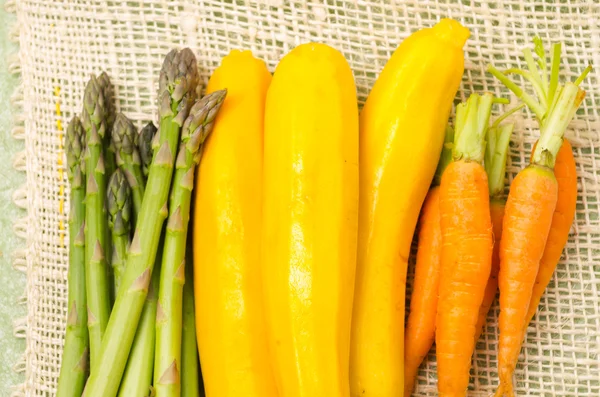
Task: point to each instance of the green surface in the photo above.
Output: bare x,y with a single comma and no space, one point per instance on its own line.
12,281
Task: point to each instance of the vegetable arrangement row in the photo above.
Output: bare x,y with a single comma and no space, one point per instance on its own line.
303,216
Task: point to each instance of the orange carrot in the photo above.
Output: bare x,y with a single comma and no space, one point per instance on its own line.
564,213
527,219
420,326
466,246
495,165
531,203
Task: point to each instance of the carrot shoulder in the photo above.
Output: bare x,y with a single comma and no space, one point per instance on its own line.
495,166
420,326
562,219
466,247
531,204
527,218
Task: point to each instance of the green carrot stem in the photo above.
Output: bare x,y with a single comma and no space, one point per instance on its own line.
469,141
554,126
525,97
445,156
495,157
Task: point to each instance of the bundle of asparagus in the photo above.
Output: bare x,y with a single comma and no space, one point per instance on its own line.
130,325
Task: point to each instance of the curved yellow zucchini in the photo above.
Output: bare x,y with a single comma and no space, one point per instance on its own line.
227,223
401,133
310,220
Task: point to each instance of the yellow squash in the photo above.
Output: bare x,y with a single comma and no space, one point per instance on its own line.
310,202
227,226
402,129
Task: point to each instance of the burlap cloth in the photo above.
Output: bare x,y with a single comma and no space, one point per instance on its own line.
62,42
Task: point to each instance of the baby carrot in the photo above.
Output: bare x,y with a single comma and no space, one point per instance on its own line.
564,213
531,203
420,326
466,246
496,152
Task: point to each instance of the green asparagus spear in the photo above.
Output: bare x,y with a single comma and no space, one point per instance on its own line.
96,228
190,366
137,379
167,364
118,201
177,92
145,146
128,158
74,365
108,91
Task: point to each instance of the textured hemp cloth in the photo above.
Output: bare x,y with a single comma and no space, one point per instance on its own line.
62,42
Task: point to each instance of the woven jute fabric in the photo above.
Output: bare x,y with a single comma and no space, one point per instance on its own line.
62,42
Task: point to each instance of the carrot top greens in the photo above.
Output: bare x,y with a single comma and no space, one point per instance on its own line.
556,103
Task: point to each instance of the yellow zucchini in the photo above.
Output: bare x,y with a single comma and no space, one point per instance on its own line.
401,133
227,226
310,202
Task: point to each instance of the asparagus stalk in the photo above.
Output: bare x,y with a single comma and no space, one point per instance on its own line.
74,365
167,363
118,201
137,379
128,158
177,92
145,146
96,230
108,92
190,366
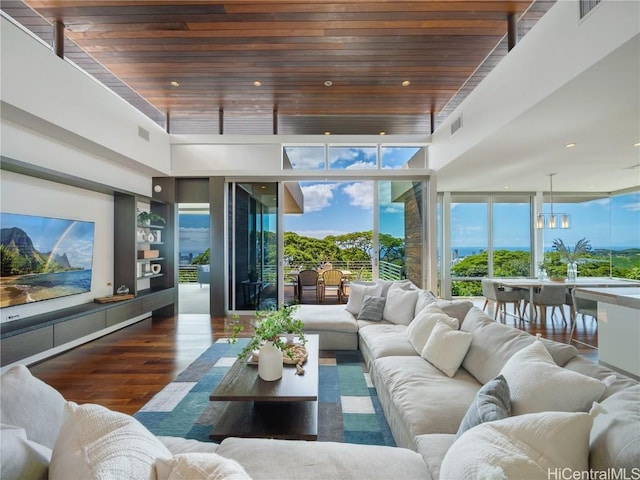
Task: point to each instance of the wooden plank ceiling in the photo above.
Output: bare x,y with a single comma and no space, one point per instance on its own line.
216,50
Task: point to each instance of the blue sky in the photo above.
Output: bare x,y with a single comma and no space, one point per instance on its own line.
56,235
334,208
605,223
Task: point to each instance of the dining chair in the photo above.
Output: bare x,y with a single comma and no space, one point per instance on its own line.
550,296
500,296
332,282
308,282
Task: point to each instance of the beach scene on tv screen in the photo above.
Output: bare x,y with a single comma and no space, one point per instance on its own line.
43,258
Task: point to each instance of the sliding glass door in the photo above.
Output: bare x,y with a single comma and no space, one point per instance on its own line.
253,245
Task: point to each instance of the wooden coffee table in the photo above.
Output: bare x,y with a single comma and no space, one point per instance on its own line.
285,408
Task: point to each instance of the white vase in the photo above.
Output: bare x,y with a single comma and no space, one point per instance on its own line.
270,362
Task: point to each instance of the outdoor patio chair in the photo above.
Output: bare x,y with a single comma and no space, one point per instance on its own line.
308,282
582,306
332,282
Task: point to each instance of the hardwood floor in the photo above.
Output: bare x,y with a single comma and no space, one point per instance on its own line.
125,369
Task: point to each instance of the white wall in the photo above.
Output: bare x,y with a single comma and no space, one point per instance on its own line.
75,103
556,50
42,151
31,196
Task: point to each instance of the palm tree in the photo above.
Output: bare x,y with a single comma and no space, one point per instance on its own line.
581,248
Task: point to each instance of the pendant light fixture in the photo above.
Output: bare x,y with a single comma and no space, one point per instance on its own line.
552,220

§ Direction
Every record must be copied exactly, with the pictures left out.

§ Solution to the problem
Task: point to each instance of the green surface in the photo above.
Output: bare x,y with a single comma and no space, one point per instance on its own line.
12,281
Task: point to each instance of the vegetable arrangement row in the photo above.
Output: bare x,y with a single comma and no space, one point per instance on its own line.
303,216
Task: point to each instance of the orange carrot in the photo above.
Output: bare x,y with a single comma and no space, one point per instance on its own line.
564,213
527,219
420,326
466,246
495,165
531,203
Task: point to each instance of the carrot shoulder in the photo above.
Output: bare x,y with a single comma and no space, one point per instance on its own line.
495,166
420,326
562,219
466,247
531,204
527,218
Task: point to each instance of the green carrot stem in the photo above.
Output: bare x,y with a single comma and no space, one point per instance on its own line.
469,141
554,126
525,97
445,156
495,157
Task: point to each instance of the bundle of asparagus in the photo above.
Output: bare x,y with a single comma and no space, one point per instance on its own line.
130,325
Task: point to each instance of the curved yellow zucchini in the photo above.
Output: bare x,y with a single comma and no space, one point per instance on its own line.
227,223
401,133
310,220
Task: point to each instance of the yellow squash in the photo above.
Output: bare x,y with a single comma and no space, one point per instance on its own line.
310,202
227,226
402,129
Task: point to each instance of the burlap cloth in the photo above.
Output: bare x,y with a single comma and no space, one point per instance on its own line.
62,42
Task: point to each instance of the baby carrot in the photo above.
Output: bare x,y with a single comma and no space, one point per instance on its own line.
564,213
531,203
420,326
466,246
496,152
Task: point to each instance of the green asparagus spear in the photo above.
Output: bare x,y with a single comma and no space, one point per instance on its own line.
96,228
190,366
137,379
167,364
118,201
177,92
145,146
128,158
74,365
108,91
Task: point to each instance of the textured hemp cloth in the photo above.
Output: bare x,y with a single comma and no space, one point per instance on its own line.
62,42
Task: point to each instance of the woven jute fabric in the photo above.
Output: bare x,y with a single comma and no space, one point per instance on its own line.
62,42
Task: point to each instance of the carrot top greens in the photo above.
Output: bare x,y with a single comma and no space, one point per instance on its own line.
556,103
Task: point to each instance of the yellow zucchini in the photo above.
Output: bare x,y with a single comma and no space, one point per instance on its own line.
401,133
227,226
310,202
Task: point to each instance of the asparagus stalk in the photo above.
Output: bare x,y with a single comma and no space, one point per instance on its own line.
74,365
167,363
118,201
137,379
128,158
177,92
145,146
96,230
108,92
190,366
Task: point to each instance of the wooden plank ceiling in the photo above.
Output: bare x,y with a single comma and no space, one point per instance on its own line.
216,50
Task: point to each instance of the blue sky in the photo above.
Output: bare x,y with a single comma and no space, one point per instance on its own line.
56,235
334,208
605,223
Task: point to each instance of the dining chair in the photo above.
Output: bare x,y with a single comma and no space, one point per instance on its own line.
550,296
500,296
332,282
308,282
Task: point to each instance of the beach scene on tv screen in the photo above.
Output: bare x,y with a single comma and no space, one point per instance on its own line.
43,258
Task: point to each instance of the sliding glass door in the photo above.
Output: bare x,y with a single comma and no space, one point per instance on its own line.
253,245
Task: point to each instance of the wooden coffee table in the photo above.
Output: bare x,y with a single comma and no space, one point per instance on its own line.
285,408
Task: point to each instance of the white vase in the photo above.
Output: bare x,y with a single comma and no space, one point per instance on its own line.
270,362
Task: point to each instance of the outdoor patio chair in the photo above.
Output: bare x,y with a single comma and no space, one point per instance on its own line.
308,282
582,306
332,282
Task: point to each instance of the hardwood floor in the photo above.
Output: bare x,y with a single comma and no space, one point per instance on its own line.
125,369
Task: point to each instance of the white wall in the photo above.
Output: bare x,y with a single comma and no space, one point per instance on its own line.
75,103
556,50
42,151
31,196
Task: point to each instance of the palm tree in the photo above.
Output: bare x,y with a single comma and no space, one point per instance on its own line.
581,248
Task: point to each instance of the pendant light fixture in the photo above.
Output: bare x,y with a single comma and no space, one point per instance on its own line.
552,220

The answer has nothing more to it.